# [Request A]
Transcribe the passage of the Madeira High School text that begins with the words containing "Madeira High School is a" and ends with "City Schools District.".
# [Request B]
Using the Madeira High School text, answer these questions:
(i) The school is the only high school in which district?
(ii) What national rank did U.S. News & World Report give the school in 2015?
(iii) In what year did the Latin Club place second in the Overall Club Sweepstakes at the OJCL State Convention?

* Begin Extracted text *

Madeira High School is a public high school in Madeira, Ohio, a bedroom community near Cincinnati, Ohio. Madeira High School is the only high school in the Madeira City Schools District.

Academics
MHS is known for academic excellence, which has been recognized by U.S. News & World Report; in 2015, the publishing company ranked MHS 13th in the State of Ohio and 282nd in the nation.  With a 75 percent student body participation in Advanced Placement Exams, MHS's students have an overall AP Exam pass rate of 81 percent.

Student life
Madeira's Latin Club, the Madeira Junior Classical League, functions as a local chapter of both the Ohio Junior Classical League (OJCL) and the National Junior Classical League (NJCL).  In 2010, Madeira placed second in the Overall Club Sweepstakes at OJCL State Convention and third place in both the 2012 and 2013 State Conventions.  Other clubs and activities active at MHS are Art Club, Academic Team, Chess Club, Madeira Marching Mustangs, Madeira Theatre Arts, Student Government, and Unified for Uganda.

* End Extracted text *
* Begin Extracted information *

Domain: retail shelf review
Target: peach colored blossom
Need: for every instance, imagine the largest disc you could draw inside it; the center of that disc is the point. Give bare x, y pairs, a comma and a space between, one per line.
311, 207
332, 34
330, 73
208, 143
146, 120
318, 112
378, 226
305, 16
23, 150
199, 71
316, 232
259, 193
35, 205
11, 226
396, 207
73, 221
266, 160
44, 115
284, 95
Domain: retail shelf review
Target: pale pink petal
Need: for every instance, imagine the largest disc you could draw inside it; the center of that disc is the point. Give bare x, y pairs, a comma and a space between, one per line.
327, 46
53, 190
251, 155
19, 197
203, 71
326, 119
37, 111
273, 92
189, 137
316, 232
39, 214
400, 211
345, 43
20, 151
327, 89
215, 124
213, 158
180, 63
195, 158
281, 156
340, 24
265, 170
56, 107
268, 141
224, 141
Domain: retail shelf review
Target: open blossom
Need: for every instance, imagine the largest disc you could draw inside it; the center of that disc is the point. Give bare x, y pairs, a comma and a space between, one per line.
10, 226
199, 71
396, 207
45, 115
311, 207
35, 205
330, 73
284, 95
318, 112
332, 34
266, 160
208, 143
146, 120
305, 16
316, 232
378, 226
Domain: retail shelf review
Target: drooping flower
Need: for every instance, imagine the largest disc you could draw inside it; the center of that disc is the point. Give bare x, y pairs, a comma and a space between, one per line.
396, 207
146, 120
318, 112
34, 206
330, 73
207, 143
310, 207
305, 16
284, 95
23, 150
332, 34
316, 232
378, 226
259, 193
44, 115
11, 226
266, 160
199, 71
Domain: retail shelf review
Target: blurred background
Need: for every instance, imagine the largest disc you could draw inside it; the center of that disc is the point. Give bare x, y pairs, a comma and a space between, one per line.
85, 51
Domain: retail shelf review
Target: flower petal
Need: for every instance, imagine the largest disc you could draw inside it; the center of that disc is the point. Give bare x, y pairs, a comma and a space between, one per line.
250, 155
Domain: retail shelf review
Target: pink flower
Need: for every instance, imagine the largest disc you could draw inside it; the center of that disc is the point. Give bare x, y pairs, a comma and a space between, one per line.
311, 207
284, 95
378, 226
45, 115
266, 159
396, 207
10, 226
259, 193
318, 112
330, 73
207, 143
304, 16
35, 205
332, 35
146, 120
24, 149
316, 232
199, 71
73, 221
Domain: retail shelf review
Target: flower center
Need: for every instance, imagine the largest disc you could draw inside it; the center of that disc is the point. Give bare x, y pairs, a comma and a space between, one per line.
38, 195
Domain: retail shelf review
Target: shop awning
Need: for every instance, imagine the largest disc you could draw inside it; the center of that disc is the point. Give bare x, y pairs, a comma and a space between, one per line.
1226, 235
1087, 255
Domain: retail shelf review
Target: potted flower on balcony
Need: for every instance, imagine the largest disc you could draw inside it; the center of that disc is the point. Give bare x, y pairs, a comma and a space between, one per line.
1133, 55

* End Extracted information *

# [Response A]
Madeira High School is a public high school in Madeira, Ohio, a bedroom community near Cincinnati, Ohio. Madeira High School is the only high school in the Madeira City Schools District.

# [Response B]
(i) The Madeira City Schools District
(ii) 282nd
(iii) 2010